» **PROBLEM TO WORK ON**
Express the lines starting at the one containing "7. Identify the teal" and ending at the one containing "429;125;549;260", both included, as a JSON list of strings, one string per line, with blank lines omitted.

* Begin *

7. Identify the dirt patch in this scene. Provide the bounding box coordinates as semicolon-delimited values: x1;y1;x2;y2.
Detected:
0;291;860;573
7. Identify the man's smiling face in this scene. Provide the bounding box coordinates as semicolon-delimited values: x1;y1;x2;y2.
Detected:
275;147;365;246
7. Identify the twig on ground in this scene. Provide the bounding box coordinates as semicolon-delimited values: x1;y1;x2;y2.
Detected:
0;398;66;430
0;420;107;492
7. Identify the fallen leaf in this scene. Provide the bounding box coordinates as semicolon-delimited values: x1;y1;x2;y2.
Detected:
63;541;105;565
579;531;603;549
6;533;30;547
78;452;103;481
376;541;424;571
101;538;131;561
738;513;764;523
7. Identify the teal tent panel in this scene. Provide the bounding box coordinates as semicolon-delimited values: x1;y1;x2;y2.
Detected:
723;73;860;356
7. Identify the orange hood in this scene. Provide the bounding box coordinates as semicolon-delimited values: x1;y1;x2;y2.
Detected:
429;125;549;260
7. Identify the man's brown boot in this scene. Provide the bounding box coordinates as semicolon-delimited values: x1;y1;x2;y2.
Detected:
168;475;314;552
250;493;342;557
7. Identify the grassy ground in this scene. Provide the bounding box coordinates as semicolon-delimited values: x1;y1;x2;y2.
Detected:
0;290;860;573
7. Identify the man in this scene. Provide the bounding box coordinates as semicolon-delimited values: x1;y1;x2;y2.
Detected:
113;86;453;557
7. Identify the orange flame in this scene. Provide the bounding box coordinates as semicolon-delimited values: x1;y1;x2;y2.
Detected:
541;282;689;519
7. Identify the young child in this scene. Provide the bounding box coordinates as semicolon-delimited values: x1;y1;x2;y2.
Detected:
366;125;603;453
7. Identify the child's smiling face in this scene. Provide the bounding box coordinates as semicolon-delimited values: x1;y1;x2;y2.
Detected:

* End *

» **WRITTEN REPLY**
[
  "7. Identify the teal tent panel in this scene. Provide the bounding box coordinates as semicolon-delimited values: x1;y1;x2;y2.",
  "Detected:",
  "723;73;860;356",
  "7. Identify the orange hood in this scene. Provide the bounding box coordinates as semicolon-delimited values: x1;y1;x2;y2.",
  "Detected:",
  "429;125;549;260"
]